The data below should be repeated exactly and in full.

★ ★ ★ ★

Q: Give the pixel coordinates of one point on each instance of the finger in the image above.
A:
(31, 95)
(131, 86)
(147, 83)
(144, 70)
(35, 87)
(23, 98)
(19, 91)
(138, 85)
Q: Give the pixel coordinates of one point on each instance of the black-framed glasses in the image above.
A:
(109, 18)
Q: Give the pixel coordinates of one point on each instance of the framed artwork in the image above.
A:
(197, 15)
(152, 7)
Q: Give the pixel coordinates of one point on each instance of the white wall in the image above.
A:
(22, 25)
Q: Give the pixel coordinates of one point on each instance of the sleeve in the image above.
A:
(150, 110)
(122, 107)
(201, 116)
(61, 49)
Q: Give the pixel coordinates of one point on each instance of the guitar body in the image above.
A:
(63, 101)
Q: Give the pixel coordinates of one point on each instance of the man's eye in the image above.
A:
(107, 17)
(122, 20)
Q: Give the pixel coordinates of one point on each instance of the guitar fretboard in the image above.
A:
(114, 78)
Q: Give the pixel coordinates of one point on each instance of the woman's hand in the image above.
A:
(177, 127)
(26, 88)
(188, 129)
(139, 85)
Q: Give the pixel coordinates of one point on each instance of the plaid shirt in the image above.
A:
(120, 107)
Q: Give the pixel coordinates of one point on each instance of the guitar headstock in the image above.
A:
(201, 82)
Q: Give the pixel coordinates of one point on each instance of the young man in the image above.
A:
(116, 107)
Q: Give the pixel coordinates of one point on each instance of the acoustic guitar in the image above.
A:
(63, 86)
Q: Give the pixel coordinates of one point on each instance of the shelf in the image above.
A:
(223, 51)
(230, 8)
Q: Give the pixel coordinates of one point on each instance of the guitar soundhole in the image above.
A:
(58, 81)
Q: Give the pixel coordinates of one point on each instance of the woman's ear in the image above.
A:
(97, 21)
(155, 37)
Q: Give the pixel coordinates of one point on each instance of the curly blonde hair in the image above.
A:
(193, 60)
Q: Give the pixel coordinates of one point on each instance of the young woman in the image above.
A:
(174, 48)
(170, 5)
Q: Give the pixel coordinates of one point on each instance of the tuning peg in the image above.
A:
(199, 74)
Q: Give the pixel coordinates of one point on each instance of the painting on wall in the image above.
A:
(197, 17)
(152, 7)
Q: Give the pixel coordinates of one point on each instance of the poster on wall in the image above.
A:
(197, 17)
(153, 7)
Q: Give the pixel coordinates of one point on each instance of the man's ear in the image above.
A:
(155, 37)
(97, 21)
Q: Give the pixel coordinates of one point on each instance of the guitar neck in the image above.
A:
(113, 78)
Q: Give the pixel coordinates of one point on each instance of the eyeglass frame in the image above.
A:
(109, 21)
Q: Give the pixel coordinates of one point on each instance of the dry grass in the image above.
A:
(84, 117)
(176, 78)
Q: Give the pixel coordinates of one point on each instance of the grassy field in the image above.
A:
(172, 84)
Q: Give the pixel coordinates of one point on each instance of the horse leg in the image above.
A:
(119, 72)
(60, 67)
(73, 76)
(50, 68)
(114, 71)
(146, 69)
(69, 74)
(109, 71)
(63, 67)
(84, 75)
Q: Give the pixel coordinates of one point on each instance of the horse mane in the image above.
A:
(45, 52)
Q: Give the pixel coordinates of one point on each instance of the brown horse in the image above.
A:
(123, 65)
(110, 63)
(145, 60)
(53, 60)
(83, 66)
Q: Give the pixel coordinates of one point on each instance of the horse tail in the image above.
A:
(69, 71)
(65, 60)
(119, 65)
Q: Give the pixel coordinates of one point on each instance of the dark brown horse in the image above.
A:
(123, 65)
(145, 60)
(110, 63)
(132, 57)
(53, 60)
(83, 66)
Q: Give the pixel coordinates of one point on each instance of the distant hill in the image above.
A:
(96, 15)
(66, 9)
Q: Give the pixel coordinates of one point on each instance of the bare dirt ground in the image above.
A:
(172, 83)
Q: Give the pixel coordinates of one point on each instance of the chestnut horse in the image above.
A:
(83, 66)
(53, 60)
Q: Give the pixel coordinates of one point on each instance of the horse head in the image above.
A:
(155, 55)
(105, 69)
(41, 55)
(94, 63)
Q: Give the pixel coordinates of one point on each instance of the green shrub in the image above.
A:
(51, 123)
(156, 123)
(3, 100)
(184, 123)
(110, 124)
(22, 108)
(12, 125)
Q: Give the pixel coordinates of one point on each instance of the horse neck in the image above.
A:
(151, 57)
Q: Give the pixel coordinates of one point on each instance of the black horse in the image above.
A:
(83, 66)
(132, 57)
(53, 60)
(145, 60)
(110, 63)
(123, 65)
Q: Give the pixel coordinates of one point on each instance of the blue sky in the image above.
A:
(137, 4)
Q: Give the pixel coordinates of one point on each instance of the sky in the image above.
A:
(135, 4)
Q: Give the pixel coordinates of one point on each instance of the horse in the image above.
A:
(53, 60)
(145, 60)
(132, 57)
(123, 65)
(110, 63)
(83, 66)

★ ★ ★ ★

▶ [TASK ANSWER]:
Q: Give the pixel coordinates of one point on each instance of the finger in the image above.
A:
(31, 95)
(131, 86)
(147, 83)
(144, 70)
(35, 87)
(23, 98)
(19, 91)
(138, 85)
Q: Give the pixel coordinates of one point on each instance of the black-framed glasses in the image above.
A:
(109, 18)
Q: Give the pixel coordinates of one point on each instance of the framed artwork in the image above.
A:
(197, 15)
(152, 7)
Q: Give the pixel coordinates of one point on each instance of the white wall in the image above.
A:
(22, 25)
Q: Give the pixel coordinates of one point on each instance of the sleeve in the image above.
A:
(150, 110)
(122, 107)
(201, 116)
(61, 49)
Q: Give the pixel coordinates of one point on each instance of the guitar body in the image above.
A:
(63, 101)
Q: Give the pixel coordinates of one point on each instance of the man's eye in the image above.
A:
(107, 17)
(122, 20)
Q: Give the pixel coordinates of one point on each instance of the guitar fretboard in the image above.
A:
(114, 78)
Q: Give the pixel coordinates of one point on each instance of the woman's hand in the image above.
A:
(177, 127)
(26, 88)
(188, 129)
(139, 85)
Q: Give the pixel coordinates of one point on each instance of the plaid shirt in the image above.
A:
(120, 107)
Q: Give the pixel coordinates of one point on each instance of the guitar headstock in the image above.
A:
(201, 82)
Q: Give the pixel coordinates of one point on each instance of the young man in the image above.
A:
(116, 107)
Q: Give the pixel coordinates of one point on each instance of the acoustic guitar in the image above.
A:
(63, 86)
Q: Give the pixel coordinates of one point on each instance of the shelf in the image above.
A:
(223, 51)
(230, 8)
Q: Give the pixel coordinates of one point on each instance of the guitar soundhole in the image above.
A:
(58, 81)
Q: Give the pixel coordinates of one point on each instance of the woman's ear in the image above.
A:
(97, 21)
(155, 37)
Q: Give the pixel coordinates of one point on each instance of the curly blonde hair in the image above.
A:
(193, 60)
Q: Give the pixel coordinates of one point on each instance of the young woman in the image above.
A:
(174, 48)
(170, 5)
Q: Give the pixel coordinates of one point on each instance of the tuning peg in the image above.
A:
(199, 74)
Q: Give the pixel coordinates of one point on each instance of the painting on wall in the image above.
A:
(197, 17)
(152, 7)
Q: Give the pixel coordinates of one point on each instance of the poster on wall in the image above.
A:
(197, 17)
(153, 7)
Q: Give the pixel coordinates of one point on each instance of the man's ear in the image above.
A:
(155, 37)
(97, 21)
Q: Give the pixel coordinates of one point on each instance of the guitar neck in the image above.
A:
(113, 78)
Q: Give the pixel coordinates of one point on each instance of the eyeglass frame in the image above.
A:
(109, 21)
Q: Give the pixel coordinates of one point on each instance of the dry grass in the image above.
A:
(84, 117)
(176, 78)
Q: Give the pixel coordinates of one point on each instance of the grassy field in the image above.
A:
(172, 84)
Q: Give the pixel coordinates of one point on each instance of the horse leg in the image above.
A:
(119, 72)
(60, 67)
(73, 76)
(50, 68)
(114, 71)
(146, 69)
(69, 74)
(109, 71)
(63, 67)
(84, 75)
Q: Give the pixel coordinates of one point on each instance of the horse mane in the image above.
A:
(45, 52)
Q: Give the pixel coordinates of one point on each instance of the brown horse in the image above.
A:
(123, 65)
(110, 63)
(145, 60)
(53, 60)
(83, 66)
Q: Give the pixel coordinates of one point on each instance of the horse tail in the image above.
A:
(69, 71)
(65, 60)
(119, 65)
Q: Give the pixel coordinates of one point on each instance of the dark brown horse in the image above.
A:
(123, 65)
(145, 60)
(110, 63)
(132, 57)
(53, 60)
(83, 66)
Q: Give the pixel coordinates of one point on each instance of the distant hill in the image above.
A:
(96, 15)
(66, 9)
Q: Give the pixel coordinates of one point on each instance of the bare dirt ground in the image above.
A:
(172, 83)
Q: Give the pixel coordinates of one point on each instance of the chestnut horse in the image above.
A:
(83, 66)
(53, 60)
Q: Give the pixel coordinates of one point on each instance of the horse head in the image above.
A:
(155, 55)
(105, 69)
(41, 55)
(94, 63)
Q: Give the pixel coordinates of one point on each instance of the green shrub in the image above.
A:
(51, 123)
(156, 123)
(3, 100)
(184, 123)
(110, 124)
(22, 108)
(12, 125)
Q: Give the pixel coordinates of one point on each instance of the horse neck in the image above.
A:
(151, 57)
Q: Give the pixel coordinates of one point on each instance of the black horse in the image above.
A:
(83, 66)
(132, 57)
(53, 60)
(145, 60)
(110, 63)
(123, 65)
Q: Give the pixel coordinates of one point on each instance of the blue sky in the image above.
A:
(137, 4)
Q: Give the pixel coordinates of one point on each instance of the sky in the image above.
A:
(135, 4)
Q: Give the pixel coordinates of one point on each instance of the horse in the image above.
A:
(53, 60)
(145, 60)
(132, 57)
(123, 65)
(110, 63)
(83, 66)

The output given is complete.